Task goal:
Everything in the records below must be repeated exactly, except the pictures.
........
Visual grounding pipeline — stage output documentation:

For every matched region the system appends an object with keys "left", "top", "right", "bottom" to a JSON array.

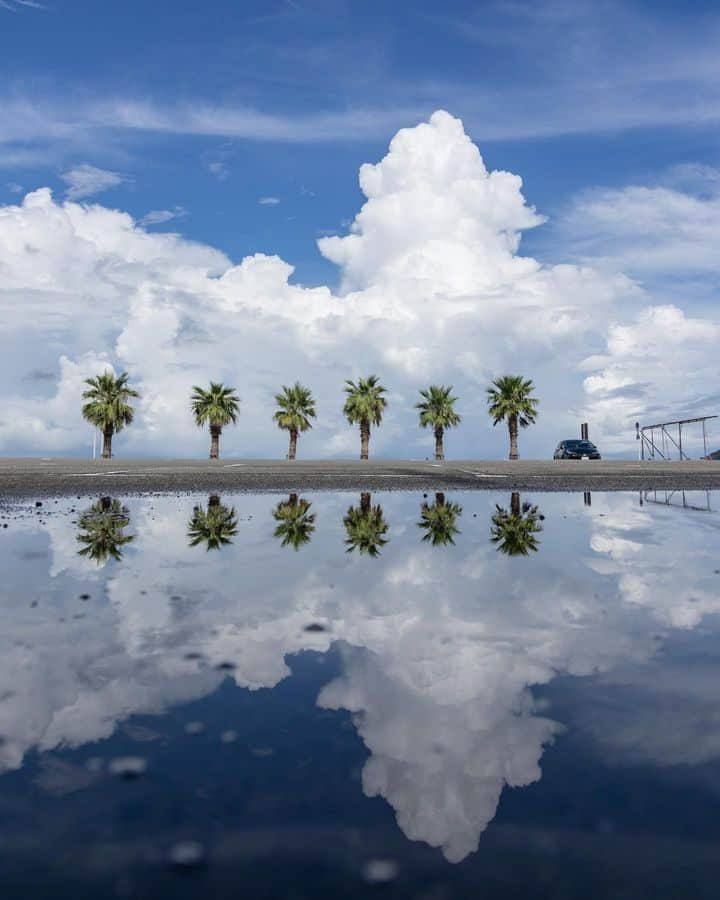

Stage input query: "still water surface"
[{"left": 1, "top": 489, "right": 719, "bottom": 898}]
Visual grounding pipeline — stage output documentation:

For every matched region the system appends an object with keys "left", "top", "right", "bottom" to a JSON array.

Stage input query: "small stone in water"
[
  {"left": 304, "top": 623, "right": 327, "bottom": 633},
  {"left": 108, "top": 756, "right": 148, "bottom": 778},
  {"left": 185, "top": 721, "right": 205, "bottom": 735},
  {"left": 215, "top": 660, "right": 236, "bottom": 671},
  {"left": 35, "top": 501, "right": 42, "bottom": 507},
  {"left": 362, "top": 859, "right": 399, "bottom": 883},
  {"left": 79, "top": 593, "right": 90, "bottom": 601},
  {"left": 220, "top": 730, "right": 238, "bottom": 744},
  {"left": 170, "top": 841, "right": 206, "bottom": 869}
]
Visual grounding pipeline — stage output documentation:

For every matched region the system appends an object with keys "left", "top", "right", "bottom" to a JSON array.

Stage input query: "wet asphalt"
[{"left": 1, "top": 457, "right": 720, "bottom": 500}]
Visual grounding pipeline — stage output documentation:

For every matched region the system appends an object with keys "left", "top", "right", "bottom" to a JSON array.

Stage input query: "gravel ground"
[{"left": 1, "top": 457, "right": 720, "bottom": 500}]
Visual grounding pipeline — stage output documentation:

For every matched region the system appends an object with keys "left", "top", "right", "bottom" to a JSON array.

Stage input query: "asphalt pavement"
[{"left": 1, "top": 457, "right": 720, "bottom": 499}]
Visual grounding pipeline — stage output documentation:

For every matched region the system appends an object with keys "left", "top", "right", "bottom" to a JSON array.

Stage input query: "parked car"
[{"left": 554, "top": 439, "right": 601, "bottom": 460}]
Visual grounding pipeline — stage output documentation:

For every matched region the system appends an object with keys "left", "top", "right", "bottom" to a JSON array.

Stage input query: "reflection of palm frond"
[
  {"left": 418, "top": 495, "right": 463, "bottom": 547},
  {"left": 76, "top": 498, "right": 134, "bottom": 565},
  {"left": 490, "top": 494, "right": 543, "bottom": 557},
  {"left": 187, "top": 497, "right": 238, "bottom": 551},
  {"left": 273, "top": 495, "right": 315, "bottom": 550},
  {"left": 344, "top": 496, "right": 389, "bottom": 557}
]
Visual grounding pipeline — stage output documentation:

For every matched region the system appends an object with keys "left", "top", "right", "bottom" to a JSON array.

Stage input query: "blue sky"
[
  {"left": 1, "top": 0, "right": 719, "bottom": 458},
  {"left": 3, "top": 0, "right": 720, "bottom": 285}
]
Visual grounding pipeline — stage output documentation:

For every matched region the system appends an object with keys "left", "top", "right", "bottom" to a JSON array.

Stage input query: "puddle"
[{"left": 1, "top": 489, "right": 719, "bottom": 897}]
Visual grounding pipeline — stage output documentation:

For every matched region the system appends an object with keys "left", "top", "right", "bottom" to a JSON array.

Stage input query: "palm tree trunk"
[
  {"left": 288, "top": 492, "right": 298, "bottom": 506},
  {"left": 209, "top": 425, "right": 221, "bottom": 460},
  {"left": 434, "top": 425, "right": 444, "bottom": 461},
  {"left": 435, "top": 492, "right": 445, "bottom": 506},
  {"left": 360, "top": 420, "right": 370, "bottom": 460},
  {"left": 508, "top": 413, "right": 519, "bottom": 460},
  {"left": 209, "top": 494, "right": 220, "bottom": 508},
  {"left": 102, "top": 427, "right": 113, "bottom": 459},
  {"left": 511, "top": 492, "right": 521, "bottom": 517},
  {"left": 288, "top": 429, "right": 298, "bottom": 460},
  {"left": 360, "top": 492, "right": 371, "bottom": 514}
]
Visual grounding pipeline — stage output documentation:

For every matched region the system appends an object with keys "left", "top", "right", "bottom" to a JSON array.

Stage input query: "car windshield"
[{"left": 565, "top": 440, "right": 596, "bottom": 451}]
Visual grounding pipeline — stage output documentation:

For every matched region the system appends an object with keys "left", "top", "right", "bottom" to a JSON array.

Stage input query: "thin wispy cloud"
[
  {"left": 60, "top": 164, "right": 123, "bottom": 200},
  {"left": 0, "top": 0, "right": 46, "bottom": 11},
  {"left": 258, "top": 196, "right": 280, "bottom": 205},
  {"left": 205, "top": 160, "right": 230, "bottom": 180},
  {"left": 139, "top": 205, "right": 187, "bottom": 227}
]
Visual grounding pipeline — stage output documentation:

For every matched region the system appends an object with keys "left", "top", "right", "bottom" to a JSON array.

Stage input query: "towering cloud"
[{"left": 0, "top": 111, "right": 715, "bottom": 457}]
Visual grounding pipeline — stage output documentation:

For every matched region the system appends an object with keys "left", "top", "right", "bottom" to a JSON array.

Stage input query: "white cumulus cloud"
[{"left": 0, "top": 110, "right": 716, "bottom": 458}]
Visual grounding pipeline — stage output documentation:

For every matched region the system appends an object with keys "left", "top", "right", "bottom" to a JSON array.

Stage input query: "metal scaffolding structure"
[{"left": 636, "top": 415, "right": 717, "bottom": 461}]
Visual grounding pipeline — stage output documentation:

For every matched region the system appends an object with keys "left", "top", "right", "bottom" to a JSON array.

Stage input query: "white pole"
[{"left": 93, "top": 430, "right": 97, "bottom": 460}]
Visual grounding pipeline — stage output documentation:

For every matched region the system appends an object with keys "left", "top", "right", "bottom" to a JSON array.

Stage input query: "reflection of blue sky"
[{"left": 1, "top": 490, "right": 719, "bottom": 862}]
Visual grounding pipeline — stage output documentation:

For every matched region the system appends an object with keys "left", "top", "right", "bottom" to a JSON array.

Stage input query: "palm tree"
[
  {"left": 273, "top": 382, "right": 316, "bottom": 460},
  {"left": 490, "top": 492, "right": 543, "bottom": 556},
  {"left": 191, "top": 382, "right": 240, "bottom": 459},
  {"left": 418, "top": 493, "right": 463, "bottom": 546},
  {"left": 187, "top": 495, "right": 238, "bottom": 551},
  {"left": 273, "top": 493, "right": 316, "bottom": 550},
  {"left": 81, "top": 371, "right": 140, "bottom": 459},
  {"left": 416, "top": 385, "right": 461, "bottom": 461},
  {"left": 343, "top": 375, "right": 388, "bottom": 460},
  {"left": 343, "top": 492, "right": 389, "bottom": 557},
  {"left": 76, "top": 497, "right": 134, "bottom": 565},
  {"left": 486, "top": 375, "right": 538, "bottom": 460}
]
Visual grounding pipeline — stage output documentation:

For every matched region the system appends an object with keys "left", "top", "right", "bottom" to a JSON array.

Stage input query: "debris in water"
[
  {"left": 169, "top": 840, "right": 206, "bottom": 869},
  {"left": 304, "top": 623, "right": 327, "bottom": 633},
  {"left": 362, "top": 859, "right": 399, "bottom": 884},
  {"left": 108, "top": 756, "right": 148, "bottom": 779}
]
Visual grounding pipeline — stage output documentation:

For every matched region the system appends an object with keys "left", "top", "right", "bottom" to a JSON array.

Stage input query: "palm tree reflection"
[
  {"left": 273, "top": 493, "right": 316, "bottom": 550},
  {"left": 76, "top": 497, "right": 134, "bottom": 565},
  {"left": 490, "top": 492, "right": 543, "bottom": 556},
  {"left": 418, "top": 493, "right": 463, "bottom": 546},
  {"left": 187, "top": 495, "right": 238, "bottom": 551},
  {"left": 344, "top": 492, "right": 389, "bottom": 557}
]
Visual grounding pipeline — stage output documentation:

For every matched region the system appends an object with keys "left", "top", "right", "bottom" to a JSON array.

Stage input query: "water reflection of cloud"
[{"left": 1, "top": 491, "right": 719, "bottom": 862}]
........
Written answer:
Visual grounding pipeline — stage output documentation:

For every matched region the system appends an object with keys "left", "top", "right", "bottom" to a JSON array.


Stage input query: "still water surface"
[{"left": 1, "top": 489, "right": 719, "bottom": 898}]
Visual grounding pipeline — stage output documentation:

For every matched region the system appends an object with keys "left", "top", "right", "bottom" to a JSON array.

Stage input query: "small stone in water"
[
  {"left": 304, "top": 623, "right": 327, "bottom": 633},
  {"left": 108, "top": 756, "right": 148, "bottom": 778},
  {"left": 185, "top": 721, "right": 205, "bottom": 735},
  {"left": 215, "top": 660, "right": 236, "bottom": 671},
  {"left": 35, "top": 501, "right": 42, "bottom": 507},
  {"left": 362, "top": 859, "right": 399, "bottom": 883},
  {"left": 79, "top": 593, "right": 90, "bottom": 601},
  {"left": 220, "top": 730, "right": 238, "bottom": 744},
  {"left": 170, "top": 841, "right": 206, "bottom": 869}
]
Visual grounding pipeline — stage output documentation:

For every matched region the system appends an object with keys "left", "top", "right", "bottom" to a JSON array.

Stage input query: "wet asphalt"
[{"left": 1, "top": 457, "right": 720, "bottom": 500}]
Visual grounding pipeline — stage output documentation:

For every matched region the system appends an object with keys "left", "top", "right", "bottom" to a JSON array.

Stage input query: "gravel ground"
[{"left": 1, "top": 457, "right": 720, "bottom": 500}]
Visual grounding pipeline — stage output documentation:

For every matched region the system appends an object with keys "left", "top", "right", "bottom" to a JSON array.

Stage input query: "asphalt pavement"
[{"left": 1, "top": 457, "right": 720, "bottom": 499}]
Visual grounding pipeline — stage output documentation:

For every matched region the system appends an object with keys "left", "top", "right", "bottom" to a JSON array.

Stage input query: "parked car"
[{"left": 554, "top": 439, "right": 601, "bottom": 460}]
Visual grounding pipeline — stage output documentation:

For every matched region the system appends an object with keys "left", "top", "right", "bottom" to a JSON array.

Stage input query: "reflection of palm frond"
[
  {"left": 418, "top": 495, "right": 463, "bottom": 547},
  {"left": 76, "top": 498, "right": 134, "bottom": 565},
  {"left": 490, "top": 494, "right": 543, "bottom": 557},
  {"left": 187, "top": 497, "right": 238, "bottom": 551},
  {"left": 273, "top": 495, "right": 315, "bottom": 550},
  {"left": 344, "top": 496, "right": 389, "bottom": 557}
]
Visual grounding pipeline — stage output documentation:

For every matched region the system appends an object with keys "left", "top", "right", "bottom" to a JSON array.

Stage input query: "blue sky"
[
  {"left": 1, "top": 0, "right": 719, "bottom": 458},
  {"left": 3, "top": 0, "right": 720, "bottom": 285}
]
Visual grounding pipeline — stage output documentation:

For every matched region the system appends an object with keys "left", "top", "right", "bottom" to a JSON array.

Stage input query: "puddle"
[{"left": 1, "top": 489, "right": 719, "bottom": 897}]
Visual grounding pipeline — stage output documentation:

For every matched region the system appends an object with keys "left", "top", "right", "bottom" to a JSON array.

Stage input query: "palm tree trunk"
[
  {"left": 288, "top": 492, "right": 298, "bottom": 506},
  {"left": 209, "top": 425, "right": 221, "bottom": 460},
  {"left": 434, "top": 425, "right": 444, "bottom": 461},
  {"left": 435, "top": 492, "right": 445, "bottom": 506},
  {"left": 360, "top": 420, "right": 370, "bottom": 460},
  {"left": 508, "top": 413, "right": 519, "bottom": 460},
  {"left": 209, "top": 494, "right": 220, "bottom": 508},
  {"left": 102, "top": 427, "right": 113, "bottom": 459},
  {"left": 511, "top": 492, "right": 521, "bottom": 517},
  {"left": 288, "top": 429, "right": 298, "bottom": 460},
  {"left": 360, "top": 492, "right": 371, "bottom": 514}
]
Visual grounding pipeline — stage output documentation:

For every matched region the system appends an object with keys "left", "top", "right", "bottom" to a JSON array.

Stage input query: "car windshield"
[{"left": 565, "top": 440, "right": 596, "bottom": 451}]
Visual grounding pipeline — stage output documentation:

For every matched region the system appends an object with keys "left", "top", "right", "bottom" to a JSON array.

Stage input query: "thin wispy cloud"
[
  {"left": 60, "top": 164, "right": 123, "bottom": 200},
  {"left": 0, "top": 0, "right": 46, "bottom": 11},
  {"left": 258, "top": 196, "right": 280, "bottom": 205},
  {"left": 205, "top": 160, "right": 230, "bottom": 180},
  {"left": 139, "top": 205, "right": 187, "bottom": 227}
]
Visual grounding pipeline — stage output documentation:

For every matched region the system appends an object with keys "left", "top", "right", "bottom" to a JSON array.

Stage input query: "towering cloud"
[{"left": 0, "top": 111, "right": 715, "bottom": 457}]
Visual grounding pipeline — stage output documentation:

For every matched region the system appends an object with keys "left", "top", "right", "bottom" to a JSON array.

Stage input query: "white cumulus cloud"
[{"left": 0, "top": 110, "right": 716, "bottom": 458}]
Visual grounding pipeline — stage output documentation:

For every matched region the system appends an object with keys "left", "top", "right", "bottom" to a JSON array.

Stage input query: "metal scaffolding structure"
[{"left": 636, "top": 415, "right": 717, "bottom": 461}]
Visual grounding pipeline — stage output documentation:

For every matched region the system appends an object with keys "left", "top", "right", "bottom" to a JSON array.

Stage input query: "white pole"
[{"left": 93, "top": 430, "right": 97, "bottom": 460}]
Visual grounding pipeline — stage output documentation:

For every matched region the system appends an object with keys "left", "top", "right", "bottom" to a JSON array.

Stage input query: "reflection of blue sky"
[{"left": 1, "top": 490, "right": 719, "bottom": 862}]
Visual grounding pipeline — stage output documentation:

For every matched region the system appends an object with keys "left", "top", "right", "bottom" to a JSON array.

Stage input query: "palm tree"
[
  {"left": 273, "top": 382, "right": 316, "bottom": 460},
  {"left": 490, "top": 492, "right": 543, "bottom": 556},
  {"left": 191, "top": 382, "right": 240, "bottom": 459},
  {"left": 418, "top": 493, "right": 463, "bottom": 546},
  {"left": 187, "top": 495, "right": 238, "bottom": 551},
  {"left": 273, "top": 493, "right": 316, "bottom": 550},
  {"left": 81, "top": 371, "right": 140, "bottom": 459},
  {"left": 416, "top": 385, "right": 461, "bottom": 461},
  {"left": 343, "top": 375, "right": 388, "bottom": 460},
  {"left": 343, "top": 492, "right": 389, "bottom": 557},
  {"left": 76, "top": 497, "right": 134, "bottom": 565},
  {"left": 486, "top": 375, "right": 538, "bottom": 460}
]
Visual grounding pipeline — stage output documentation:

For every matched region the system appends an object with keys "left", "top", "right", "bottom" to a JSON array.

Stage input query: "debris in water"
[
  {"left": 169, "top": 840, "right": 206, "bottom": 869},
  {"left": 304, "top": 623, "right": 327, "bottom": 633},
  {"left": 362, "top": 859, "right": 399, "bottom": 884},
  {"left": 108, "top": 756, "right": 148, "bottom": 779}
]
Visual grounding pipeline — stage output documentation:

For every matched region the system appends an object with keys "left", "top", "right", "bottom" to a JSON array.

Stage input query: "palm tree reflection"
[
  {"left": 273, "top": 493, "right": 316, "bottom": 550},
  {"left": 76, "top": 497, "right": 134, "bottom": 565},
  {"left": 490, "top": 492, "right": 543, "bottom": 556},
  {"left": 418, "top": 493, "right": 463, "bottom": 546},
  {"left": 187, "top": 495, "right": 238, "bottom": 551},
  {"left": 344, "top": 492, "right": 389, "bottom": 557}
]
Visual grounding pipeline — stage output documentation:

For every matched region the system appends an object with keys "left", "top", "right", "bottom" to a JSON array.

Stage input query: "water reflection of cloud"
[{"left": 1, "top": 491, "right": 719, "bottom": 862}]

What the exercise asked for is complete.